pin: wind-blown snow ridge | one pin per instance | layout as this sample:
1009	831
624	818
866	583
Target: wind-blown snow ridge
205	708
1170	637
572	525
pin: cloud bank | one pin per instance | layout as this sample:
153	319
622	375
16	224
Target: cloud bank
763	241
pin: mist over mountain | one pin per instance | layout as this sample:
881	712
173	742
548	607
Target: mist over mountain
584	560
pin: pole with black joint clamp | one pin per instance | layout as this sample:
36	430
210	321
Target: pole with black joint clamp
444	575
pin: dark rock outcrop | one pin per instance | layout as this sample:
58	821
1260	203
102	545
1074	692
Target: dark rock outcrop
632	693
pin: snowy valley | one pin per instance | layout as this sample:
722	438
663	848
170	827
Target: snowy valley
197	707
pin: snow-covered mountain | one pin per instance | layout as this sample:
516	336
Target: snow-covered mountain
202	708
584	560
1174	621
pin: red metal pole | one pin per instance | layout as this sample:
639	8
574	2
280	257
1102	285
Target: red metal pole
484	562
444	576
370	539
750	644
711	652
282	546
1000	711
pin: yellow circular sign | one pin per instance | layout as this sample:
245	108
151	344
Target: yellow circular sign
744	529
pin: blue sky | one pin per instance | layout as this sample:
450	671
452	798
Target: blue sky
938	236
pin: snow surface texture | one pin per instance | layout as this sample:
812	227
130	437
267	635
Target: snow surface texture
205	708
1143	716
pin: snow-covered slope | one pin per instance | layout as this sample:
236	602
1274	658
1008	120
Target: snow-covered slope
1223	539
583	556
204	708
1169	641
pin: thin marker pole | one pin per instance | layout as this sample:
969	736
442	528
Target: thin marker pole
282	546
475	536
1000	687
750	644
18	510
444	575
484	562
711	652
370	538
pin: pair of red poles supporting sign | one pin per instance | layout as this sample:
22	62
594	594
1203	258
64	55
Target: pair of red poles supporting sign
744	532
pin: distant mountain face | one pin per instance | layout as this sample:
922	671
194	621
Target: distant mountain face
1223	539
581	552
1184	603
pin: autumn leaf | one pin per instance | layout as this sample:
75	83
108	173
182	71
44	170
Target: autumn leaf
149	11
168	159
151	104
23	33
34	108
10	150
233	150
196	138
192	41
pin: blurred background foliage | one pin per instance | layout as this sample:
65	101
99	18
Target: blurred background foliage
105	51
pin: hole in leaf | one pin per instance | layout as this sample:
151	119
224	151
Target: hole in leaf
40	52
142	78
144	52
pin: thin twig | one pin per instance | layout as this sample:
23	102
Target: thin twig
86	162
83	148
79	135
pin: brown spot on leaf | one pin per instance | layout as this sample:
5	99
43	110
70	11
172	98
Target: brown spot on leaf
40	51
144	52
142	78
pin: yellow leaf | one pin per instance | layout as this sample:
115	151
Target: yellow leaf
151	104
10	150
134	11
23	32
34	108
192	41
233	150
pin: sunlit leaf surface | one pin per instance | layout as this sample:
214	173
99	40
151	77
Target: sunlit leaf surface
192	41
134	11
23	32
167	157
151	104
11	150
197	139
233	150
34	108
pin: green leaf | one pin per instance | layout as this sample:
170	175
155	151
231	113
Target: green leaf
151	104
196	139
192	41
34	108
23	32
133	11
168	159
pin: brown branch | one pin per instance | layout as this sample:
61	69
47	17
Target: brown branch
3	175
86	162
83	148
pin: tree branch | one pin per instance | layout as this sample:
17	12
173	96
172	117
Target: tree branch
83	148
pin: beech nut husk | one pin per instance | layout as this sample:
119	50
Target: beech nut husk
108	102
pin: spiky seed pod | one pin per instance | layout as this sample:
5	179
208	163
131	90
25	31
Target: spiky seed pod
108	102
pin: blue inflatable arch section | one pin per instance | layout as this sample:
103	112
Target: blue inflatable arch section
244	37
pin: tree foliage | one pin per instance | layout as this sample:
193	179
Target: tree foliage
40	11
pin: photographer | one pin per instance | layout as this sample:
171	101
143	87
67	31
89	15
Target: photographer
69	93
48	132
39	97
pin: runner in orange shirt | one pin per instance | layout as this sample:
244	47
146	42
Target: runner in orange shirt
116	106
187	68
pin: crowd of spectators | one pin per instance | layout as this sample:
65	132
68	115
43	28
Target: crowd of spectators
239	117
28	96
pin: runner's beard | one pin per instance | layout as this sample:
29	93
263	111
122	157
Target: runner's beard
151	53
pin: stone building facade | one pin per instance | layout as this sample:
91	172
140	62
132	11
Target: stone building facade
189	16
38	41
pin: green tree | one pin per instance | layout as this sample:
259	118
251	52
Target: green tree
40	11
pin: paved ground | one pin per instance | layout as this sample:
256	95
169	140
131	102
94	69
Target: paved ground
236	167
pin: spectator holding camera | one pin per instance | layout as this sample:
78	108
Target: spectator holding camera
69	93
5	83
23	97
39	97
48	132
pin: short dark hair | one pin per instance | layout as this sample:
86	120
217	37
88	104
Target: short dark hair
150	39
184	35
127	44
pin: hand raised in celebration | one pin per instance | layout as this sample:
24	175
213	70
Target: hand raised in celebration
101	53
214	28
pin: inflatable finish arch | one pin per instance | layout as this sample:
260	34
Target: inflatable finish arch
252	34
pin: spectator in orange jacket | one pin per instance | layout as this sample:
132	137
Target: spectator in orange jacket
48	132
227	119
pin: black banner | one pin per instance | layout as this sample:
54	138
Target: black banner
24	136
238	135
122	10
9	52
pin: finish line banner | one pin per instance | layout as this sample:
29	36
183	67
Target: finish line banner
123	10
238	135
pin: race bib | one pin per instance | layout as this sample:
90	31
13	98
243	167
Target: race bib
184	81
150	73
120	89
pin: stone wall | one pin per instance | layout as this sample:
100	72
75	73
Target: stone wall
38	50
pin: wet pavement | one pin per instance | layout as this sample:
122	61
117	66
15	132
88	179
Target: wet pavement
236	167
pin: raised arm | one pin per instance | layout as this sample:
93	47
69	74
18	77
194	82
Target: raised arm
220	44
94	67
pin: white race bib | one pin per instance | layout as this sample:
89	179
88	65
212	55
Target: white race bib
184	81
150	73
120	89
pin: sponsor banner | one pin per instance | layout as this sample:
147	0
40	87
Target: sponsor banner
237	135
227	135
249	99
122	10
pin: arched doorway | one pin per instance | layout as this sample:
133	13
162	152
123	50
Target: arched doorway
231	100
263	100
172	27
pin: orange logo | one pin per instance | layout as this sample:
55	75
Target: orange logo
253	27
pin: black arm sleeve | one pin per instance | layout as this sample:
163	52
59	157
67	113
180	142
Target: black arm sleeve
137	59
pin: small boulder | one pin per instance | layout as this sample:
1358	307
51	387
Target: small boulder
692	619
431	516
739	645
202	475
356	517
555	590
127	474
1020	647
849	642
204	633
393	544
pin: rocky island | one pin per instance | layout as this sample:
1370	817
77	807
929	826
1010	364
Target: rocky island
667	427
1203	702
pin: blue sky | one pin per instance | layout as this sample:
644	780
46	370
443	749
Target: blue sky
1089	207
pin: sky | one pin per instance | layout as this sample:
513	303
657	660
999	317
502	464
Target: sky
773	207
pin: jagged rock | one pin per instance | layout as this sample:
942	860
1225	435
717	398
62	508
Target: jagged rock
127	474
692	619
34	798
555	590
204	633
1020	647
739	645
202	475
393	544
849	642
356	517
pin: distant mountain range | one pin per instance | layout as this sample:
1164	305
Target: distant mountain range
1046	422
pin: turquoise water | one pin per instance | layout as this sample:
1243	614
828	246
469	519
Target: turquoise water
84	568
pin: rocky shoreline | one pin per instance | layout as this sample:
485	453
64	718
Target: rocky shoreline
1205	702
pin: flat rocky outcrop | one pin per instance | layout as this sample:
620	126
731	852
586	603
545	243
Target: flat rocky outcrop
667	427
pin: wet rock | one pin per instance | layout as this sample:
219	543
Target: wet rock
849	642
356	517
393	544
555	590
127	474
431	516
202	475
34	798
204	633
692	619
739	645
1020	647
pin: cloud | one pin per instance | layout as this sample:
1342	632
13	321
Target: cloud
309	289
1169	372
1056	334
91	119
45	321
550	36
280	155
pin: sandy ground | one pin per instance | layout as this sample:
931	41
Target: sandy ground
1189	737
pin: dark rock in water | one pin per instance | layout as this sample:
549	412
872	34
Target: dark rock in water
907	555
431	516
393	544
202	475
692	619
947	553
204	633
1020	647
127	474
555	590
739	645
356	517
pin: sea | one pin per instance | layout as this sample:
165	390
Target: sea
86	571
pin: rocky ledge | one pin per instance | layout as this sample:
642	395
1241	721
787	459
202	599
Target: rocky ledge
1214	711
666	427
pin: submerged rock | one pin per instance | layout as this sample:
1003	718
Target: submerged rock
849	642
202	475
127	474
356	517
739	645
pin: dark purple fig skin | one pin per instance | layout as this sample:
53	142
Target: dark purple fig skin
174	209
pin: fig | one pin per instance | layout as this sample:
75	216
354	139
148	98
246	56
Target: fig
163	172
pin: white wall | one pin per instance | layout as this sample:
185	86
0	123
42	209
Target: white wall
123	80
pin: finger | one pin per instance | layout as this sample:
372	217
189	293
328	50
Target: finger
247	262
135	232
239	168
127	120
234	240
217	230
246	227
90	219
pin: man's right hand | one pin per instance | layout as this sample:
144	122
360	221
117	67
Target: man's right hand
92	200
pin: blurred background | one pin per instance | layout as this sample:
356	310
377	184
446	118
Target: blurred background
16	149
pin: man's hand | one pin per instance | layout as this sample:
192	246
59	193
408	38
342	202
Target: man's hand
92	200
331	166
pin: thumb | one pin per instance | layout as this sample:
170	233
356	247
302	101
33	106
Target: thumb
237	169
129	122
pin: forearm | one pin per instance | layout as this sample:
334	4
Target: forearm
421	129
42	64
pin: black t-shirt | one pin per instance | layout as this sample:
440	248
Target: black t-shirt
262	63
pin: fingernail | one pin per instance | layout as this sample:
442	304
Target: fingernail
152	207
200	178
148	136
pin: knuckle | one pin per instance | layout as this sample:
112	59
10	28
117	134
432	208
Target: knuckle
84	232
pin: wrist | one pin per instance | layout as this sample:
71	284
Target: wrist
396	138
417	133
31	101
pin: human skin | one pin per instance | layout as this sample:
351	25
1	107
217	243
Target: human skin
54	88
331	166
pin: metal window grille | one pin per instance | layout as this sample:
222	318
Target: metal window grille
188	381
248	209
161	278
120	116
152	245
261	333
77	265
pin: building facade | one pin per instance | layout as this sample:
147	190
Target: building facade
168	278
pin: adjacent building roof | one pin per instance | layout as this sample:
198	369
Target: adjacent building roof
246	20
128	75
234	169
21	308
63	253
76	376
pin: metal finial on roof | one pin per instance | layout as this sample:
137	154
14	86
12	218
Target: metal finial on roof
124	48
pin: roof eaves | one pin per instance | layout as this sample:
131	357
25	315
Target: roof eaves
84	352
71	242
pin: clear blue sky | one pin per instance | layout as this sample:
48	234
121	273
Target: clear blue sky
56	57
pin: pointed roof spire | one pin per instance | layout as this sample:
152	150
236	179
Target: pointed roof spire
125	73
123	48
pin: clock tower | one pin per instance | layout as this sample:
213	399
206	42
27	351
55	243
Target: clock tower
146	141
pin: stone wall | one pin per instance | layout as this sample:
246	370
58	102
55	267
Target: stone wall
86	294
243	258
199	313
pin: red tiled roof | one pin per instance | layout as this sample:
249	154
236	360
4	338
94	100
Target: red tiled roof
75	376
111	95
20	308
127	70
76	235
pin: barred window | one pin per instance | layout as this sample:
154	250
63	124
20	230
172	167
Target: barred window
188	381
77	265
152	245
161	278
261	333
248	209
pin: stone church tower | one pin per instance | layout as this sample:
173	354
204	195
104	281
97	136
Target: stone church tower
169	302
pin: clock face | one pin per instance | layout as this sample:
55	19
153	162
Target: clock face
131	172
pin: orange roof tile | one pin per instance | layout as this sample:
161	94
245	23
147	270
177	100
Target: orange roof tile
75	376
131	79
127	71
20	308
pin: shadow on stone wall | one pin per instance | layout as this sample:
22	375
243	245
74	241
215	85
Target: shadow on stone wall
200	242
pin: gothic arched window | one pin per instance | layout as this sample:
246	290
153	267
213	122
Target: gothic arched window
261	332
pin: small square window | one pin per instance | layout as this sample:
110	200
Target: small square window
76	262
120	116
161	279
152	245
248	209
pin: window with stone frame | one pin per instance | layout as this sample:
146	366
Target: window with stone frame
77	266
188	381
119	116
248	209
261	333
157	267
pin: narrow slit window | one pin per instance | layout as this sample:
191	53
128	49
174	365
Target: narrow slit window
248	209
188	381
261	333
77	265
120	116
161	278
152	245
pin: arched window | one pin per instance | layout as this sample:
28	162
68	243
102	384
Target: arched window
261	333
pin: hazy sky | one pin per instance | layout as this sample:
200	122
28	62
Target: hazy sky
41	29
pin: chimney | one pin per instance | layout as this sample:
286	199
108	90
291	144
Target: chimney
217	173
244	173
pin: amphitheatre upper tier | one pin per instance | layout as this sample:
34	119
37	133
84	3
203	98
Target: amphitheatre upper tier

——————————

* REQUEST
Rescale the records from the line containing "pin: chimney |" through the end of the records, both ends included, by writing out every line again with the requests. Multiply each answer coordinate by 1.2 and round to the nearest whole number, rounding halves up, but keep the numbers in the requests and their layout samples unchanged.

* RESULT FOR THIS TASK
pin: chimney | one pin per instance | layout as this sample:
286	199
108	90
291	144
Target: chimney
260	208
293	208
pin: amphitheatre upper tier | one pin per instance | layout as this sample:
34	119
37	133
84	3
203	98
Target: amphitheatre upper tier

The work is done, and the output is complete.